[START Source passage]

But go to China or other parts of Asia and tell them there’s a natural remedy for arthritis and they’ll… just look at you. They already believe there is. In fact, such ideas are rooted in their holistic culture.

For some reason, the USSA is bankrupting and locking up people who make such claims, while China is encouraging it. When over a billion people disagree with your government’s logic, perhaps the government policy you buy into hook, line, and sinker – because the FDA would never lie – is merely an opinion, not the highly-researched statistical fact they want you to believe it is.

Most of the what governments do is crap they make up as they go along.

I was waiting for the train into the city from Singapore airport yesterday and I noticed something interesting. It turns out that the Singapore government offers much more lax rules on importing food than many other countries.

Want to bring five kilograms of seafood in? No problem. Fruits and vegetables? Why not. Eggs, plants, and seeds are permitted under certain circumstances.

Yet in the United States, I’ve been harassed for bringing back chocolate.

There’s a natural tendency to suggest that “that’s just the way things are done here”, and sweep it all under the rug. I recently got a tongue-lashing from a reader of this site who suggested that my “anti-American ways” as status as a “foreign agent” (ummm….) meant I should “never set foot in the United States.”

It wasn’t knee jerk reactions like that that helped Roger Bannister break the four minute mile record. Nor will such thinking stop high taxes or help government inefficiency.

[END Source passage]

What you will do:
1. According to the passage on government import rules, how much seafood may a traveler bring into Singapore?
2. Write the next few sentences of the passage on government import rules, picking up after its final sentence.

[START Data supplied]

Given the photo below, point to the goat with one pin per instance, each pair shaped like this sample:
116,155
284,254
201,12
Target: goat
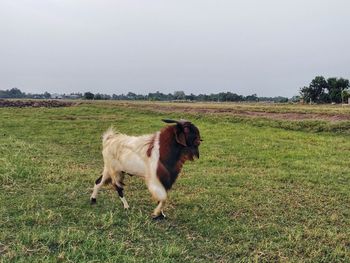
157,158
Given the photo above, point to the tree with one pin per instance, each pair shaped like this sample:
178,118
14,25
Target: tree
179,95
336,88
47,95
89,96
316,91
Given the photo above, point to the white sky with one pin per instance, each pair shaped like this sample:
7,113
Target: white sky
270,47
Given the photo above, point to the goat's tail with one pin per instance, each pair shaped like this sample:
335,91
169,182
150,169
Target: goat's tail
107,135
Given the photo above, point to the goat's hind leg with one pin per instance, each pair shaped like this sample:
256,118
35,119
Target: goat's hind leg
119,187
98,184
159,193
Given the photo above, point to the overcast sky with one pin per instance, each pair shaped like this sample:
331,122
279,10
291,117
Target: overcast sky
270,47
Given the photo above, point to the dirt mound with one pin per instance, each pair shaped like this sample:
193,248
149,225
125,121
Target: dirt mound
34,103
294,116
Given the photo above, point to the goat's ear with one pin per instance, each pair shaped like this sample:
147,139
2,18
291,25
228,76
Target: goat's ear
169,121
180,137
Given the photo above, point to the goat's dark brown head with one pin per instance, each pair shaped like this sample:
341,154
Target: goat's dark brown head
187,135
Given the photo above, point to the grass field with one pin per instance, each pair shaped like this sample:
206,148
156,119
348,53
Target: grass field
263,189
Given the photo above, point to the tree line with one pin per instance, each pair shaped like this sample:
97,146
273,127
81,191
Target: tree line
156,96
320,90
331,90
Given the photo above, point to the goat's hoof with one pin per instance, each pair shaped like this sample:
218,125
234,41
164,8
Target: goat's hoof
161,216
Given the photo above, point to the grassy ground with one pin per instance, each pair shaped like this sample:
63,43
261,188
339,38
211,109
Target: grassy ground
258,192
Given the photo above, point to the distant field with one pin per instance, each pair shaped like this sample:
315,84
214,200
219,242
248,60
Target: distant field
266,188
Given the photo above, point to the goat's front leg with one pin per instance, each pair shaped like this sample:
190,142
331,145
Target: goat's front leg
159,193
158,211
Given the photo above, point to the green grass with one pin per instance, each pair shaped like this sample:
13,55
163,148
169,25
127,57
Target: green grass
259,192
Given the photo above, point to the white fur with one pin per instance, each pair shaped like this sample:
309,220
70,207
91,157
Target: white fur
123,153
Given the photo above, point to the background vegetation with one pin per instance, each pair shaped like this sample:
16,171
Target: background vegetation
259,192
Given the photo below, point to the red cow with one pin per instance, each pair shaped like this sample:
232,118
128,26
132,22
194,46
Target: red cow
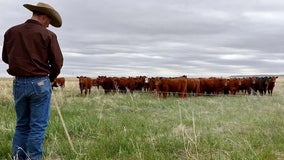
193,86
59,82
85,83
107,83
248,84
212,85
271,84
234,85
171,85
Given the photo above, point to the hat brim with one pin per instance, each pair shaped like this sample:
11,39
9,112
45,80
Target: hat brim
56,20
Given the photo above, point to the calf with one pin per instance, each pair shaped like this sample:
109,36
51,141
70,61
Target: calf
85,83
58,82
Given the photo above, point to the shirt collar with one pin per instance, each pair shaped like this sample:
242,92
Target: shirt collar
33,21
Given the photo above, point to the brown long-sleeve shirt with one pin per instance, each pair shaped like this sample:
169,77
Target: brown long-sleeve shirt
32,50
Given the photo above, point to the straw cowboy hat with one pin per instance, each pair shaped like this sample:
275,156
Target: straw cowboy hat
47,10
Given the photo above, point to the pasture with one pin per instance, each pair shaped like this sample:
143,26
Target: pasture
142,126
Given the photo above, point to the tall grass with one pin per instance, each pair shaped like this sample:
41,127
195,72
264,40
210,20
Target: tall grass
142,126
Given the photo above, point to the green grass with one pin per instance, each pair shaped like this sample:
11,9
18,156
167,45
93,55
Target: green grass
142,126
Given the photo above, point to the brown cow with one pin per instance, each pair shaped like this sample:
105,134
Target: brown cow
85,83
212,85
193,86
107,83
165,86
271,84
234,84
58,82
247,84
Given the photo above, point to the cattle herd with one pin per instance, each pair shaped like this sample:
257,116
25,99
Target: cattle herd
179,86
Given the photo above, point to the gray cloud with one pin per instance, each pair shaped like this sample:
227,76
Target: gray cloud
165,37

[END Data supplied]

Answers for this exercise:
1. Five kilograms.

2.
When one government gives its citizens a little freedom, it shows that such freedom can be spread. Of course, most governments don’t want freedom to spread. They merely want to keep their power intact.

The fact that most Americans truly believe their country is best at everything is evidence enough for me that the country is the modern-day USSR – brainwashing its citizens into ignoring facts statistics. It’s not just the US; most governments are eager to keep their subjects away from greener pastures.

If countries had tried to implement zero tax rates and gone broke as a result, I’d believe that no Four Minute Mile Effect existed for high taxes. However, somehow countries that haven’t spent dizzying sums fighting endless wars are able to lower their high tax rates and spur growth.

Barely fifty years ago, the world told Singapore its options on the world stage were limited. After all, what can you really do with less than 300 square miles?

Today, Singapore’s status as a global financial center, foreign talent hub, and newly minted richest country in the world show it can be done. It just requires an understanding of the Four Minute Mile Effect.

And an understanding that prosperity and freedom are connected.